# [Objective]
Pull out every row that contains the word "blue", and copy each one in full.

# [The data]
________________

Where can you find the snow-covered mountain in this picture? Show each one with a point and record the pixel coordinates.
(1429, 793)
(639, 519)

________________

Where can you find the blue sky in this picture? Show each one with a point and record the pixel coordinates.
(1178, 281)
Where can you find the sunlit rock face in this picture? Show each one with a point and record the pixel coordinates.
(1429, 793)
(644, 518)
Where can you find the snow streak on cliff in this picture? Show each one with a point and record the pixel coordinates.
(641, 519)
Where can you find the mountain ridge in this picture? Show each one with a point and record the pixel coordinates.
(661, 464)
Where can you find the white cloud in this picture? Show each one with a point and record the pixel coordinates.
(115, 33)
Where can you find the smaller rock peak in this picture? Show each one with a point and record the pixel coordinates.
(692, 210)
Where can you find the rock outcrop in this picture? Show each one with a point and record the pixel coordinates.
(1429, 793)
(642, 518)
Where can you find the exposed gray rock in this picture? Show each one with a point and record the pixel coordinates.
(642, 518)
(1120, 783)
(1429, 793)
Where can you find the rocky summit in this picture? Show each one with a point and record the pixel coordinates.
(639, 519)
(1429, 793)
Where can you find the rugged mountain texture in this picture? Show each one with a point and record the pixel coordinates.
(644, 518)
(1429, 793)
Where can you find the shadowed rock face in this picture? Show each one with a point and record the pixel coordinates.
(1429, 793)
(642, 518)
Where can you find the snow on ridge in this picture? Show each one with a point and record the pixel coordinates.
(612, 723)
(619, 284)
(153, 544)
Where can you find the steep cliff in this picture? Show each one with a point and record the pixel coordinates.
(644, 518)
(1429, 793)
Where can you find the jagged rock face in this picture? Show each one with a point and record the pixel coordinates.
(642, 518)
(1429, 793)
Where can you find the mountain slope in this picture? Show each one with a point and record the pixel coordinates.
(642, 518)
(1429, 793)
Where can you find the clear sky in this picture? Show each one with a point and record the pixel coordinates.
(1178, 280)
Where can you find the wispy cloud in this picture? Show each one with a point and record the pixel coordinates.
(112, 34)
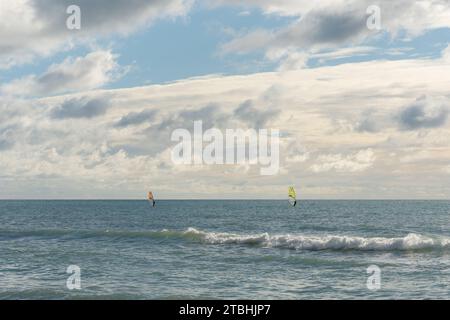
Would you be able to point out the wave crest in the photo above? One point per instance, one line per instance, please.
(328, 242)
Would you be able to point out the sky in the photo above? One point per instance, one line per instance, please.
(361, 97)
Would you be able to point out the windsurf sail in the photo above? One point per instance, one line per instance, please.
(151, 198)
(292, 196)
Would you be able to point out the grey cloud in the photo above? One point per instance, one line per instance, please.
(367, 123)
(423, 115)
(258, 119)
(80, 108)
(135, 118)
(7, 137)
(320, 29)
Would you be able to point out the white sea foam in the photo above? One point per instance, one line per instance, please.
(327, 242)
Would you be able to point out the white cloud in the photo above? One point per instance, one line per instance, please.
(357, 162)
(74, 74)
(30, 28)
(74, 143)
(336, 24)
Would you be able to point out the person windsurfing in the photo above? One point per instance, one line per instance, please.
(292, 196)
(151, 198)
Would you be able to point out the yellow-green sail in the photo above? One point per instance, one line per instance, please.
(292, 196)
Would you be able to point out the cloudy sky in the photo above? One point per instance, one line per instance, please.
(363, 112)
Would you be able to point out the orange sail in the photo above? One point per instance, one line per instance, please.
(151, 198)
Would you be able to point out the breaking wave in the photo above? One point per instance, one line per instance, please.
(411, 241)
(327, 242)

________________

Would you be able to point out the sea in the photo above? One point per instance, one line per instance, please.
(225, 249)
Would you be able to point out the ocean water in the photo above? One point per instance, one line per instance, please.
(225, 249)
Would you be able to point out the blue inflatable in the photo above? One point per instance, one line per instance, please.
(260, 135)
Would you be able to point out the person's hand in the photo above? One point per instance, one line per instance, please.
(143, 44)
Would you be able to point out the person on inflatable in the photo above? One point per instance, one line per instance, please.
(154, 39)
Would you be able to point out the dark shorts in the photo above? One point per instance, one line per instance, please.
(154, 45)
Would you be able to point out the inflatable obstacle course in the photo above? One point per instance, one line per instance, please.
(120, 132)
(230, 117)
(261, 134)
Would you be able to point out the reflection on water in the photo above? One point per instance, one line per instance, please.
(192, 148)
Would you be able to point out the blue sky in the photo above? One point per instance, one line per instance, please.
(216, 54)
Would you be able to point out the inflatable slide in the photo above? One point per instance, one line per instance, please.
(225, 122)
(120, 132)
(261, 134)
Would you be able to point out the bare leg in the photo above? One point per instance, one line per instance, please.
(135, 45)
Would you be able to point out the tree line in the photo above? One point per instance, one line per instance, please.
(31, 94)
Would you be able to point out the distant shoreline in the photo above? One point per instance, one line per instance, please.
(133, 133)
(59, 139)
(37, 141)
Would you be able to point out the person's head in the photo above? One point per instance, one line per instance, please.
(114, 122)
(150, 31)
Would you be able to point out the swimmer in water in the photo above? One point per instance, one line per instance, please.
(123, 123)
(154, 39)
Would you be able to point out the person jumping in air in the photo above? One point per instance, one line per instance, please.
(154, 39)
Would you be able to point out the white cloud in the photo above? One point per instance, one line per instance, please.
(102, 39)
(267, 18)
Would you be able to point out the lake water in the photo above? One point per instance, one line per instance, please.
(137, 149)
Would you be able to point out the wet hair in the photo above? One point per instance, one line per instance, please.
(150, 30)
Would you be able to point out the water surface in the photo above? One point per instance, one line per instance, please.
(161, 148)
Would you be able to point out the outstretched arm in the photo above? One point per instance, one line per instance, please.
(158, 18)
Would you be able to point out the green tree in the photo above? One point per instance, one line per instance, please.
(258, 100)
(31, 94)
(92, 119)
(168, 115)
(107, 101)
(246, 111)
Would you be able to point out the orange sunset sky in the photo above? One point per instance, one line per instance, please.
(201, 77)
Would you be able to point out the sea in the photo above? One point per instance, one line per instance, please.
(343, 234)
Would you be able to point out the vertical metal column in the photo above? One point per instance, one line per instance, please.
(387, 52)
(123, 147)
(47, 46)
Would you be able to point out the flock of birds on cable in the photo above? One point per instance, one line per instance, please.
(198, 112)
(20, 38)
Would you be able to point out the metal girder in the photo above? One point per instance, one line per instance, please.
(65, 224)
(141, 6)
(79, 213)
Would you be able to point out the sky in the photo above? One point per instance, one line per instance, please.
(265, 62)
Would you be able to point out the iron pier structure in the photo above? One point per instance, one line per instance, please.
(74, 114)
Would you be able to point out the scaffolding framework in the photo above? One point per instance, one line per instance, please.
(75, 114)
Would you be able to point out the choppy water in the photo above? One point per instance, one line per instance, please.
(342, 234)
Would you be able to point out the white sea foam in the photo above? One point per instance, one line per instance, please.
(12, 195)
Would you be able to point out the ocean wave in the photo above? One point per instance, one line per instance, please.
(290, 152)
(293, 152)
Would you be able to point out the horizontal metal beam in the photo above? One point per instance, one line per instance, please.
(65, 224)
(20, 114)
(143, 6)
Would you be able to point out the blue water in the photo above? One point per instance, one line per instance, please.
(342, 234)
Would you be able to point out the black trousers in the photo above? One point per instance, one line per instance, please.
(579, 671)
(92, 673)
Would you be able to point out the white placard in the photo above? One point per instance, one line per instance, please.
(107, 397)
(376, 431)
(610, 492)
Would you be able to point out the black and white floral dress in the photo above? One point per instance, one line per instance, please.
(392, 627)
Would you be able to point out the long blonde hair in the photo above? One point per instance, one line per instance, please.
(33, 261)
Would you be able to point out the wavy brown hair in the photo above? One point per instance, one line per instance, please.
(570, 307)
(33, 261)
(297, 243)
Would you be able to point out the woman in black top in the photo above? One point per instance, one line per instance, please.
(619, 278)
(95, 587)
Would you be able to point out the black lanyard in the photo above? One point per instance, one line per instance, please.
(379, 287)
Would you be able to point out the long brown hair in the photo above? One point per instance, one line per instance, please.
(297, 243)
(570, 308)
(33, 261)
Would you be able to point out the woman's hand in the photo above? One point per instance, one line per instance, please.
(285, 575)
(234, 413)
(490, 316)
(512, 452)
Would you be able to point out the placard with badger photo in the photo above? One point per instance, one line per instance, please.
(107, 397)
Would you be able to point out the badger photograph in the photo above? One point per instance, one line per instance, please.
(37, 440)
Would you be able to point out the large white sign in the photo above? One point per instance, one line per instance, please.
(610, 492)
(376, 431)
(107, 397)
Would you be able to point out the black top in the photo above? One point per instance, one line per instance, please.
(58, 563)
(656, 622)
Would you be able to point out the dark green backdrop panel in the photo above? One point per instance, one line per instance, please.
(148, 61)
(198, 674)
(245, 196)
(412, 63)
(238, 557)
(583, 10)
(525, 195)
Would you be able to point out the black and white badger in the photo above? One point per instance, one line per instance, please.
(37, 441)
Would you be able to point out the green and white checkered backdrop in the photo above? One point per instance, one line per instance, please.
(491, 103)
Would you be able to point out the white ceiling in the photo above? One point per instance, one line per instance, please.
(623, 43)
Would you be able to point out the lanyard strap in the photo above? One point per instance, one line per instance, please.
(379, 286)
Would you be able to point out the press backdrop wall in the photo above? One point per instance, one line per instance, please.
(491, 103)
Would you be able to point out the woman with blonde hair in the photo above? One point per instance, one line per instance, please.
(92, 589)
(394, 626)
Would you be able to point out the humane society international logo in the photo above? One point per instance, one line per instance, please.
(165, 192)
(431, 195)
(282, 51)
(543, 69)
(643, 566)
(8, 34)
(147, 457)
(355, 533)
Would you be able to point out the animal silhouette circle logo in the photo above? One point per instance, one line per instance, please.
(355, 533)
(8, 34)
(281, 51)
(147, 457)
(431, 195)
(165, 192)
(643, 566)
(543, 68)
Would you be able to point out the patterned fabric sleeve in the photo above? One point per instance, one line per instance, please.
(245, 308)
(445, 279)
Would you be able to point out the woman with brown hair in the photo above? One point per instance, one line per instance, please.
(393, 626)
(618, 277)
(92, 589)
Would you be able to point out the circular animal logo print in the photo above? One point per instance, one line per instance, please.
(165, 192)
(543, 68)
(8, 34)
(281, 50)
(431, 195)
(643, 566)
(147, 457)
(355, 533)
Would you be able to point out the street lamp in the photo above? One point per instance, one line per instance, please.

________________

# [Result]
Where can you find the blue sky in this picture? Show each one with a point and record the pixel coordinates.
Would you be able to point out the blue inflatable in the photo above? One point per instance, one line per instance, please.
Would you be able to point out the blue sky in the photo above? One point per instance, one line per instance, please.
Would you be able to point out the blue water in the photo above? One point per instance, one line per instance, please.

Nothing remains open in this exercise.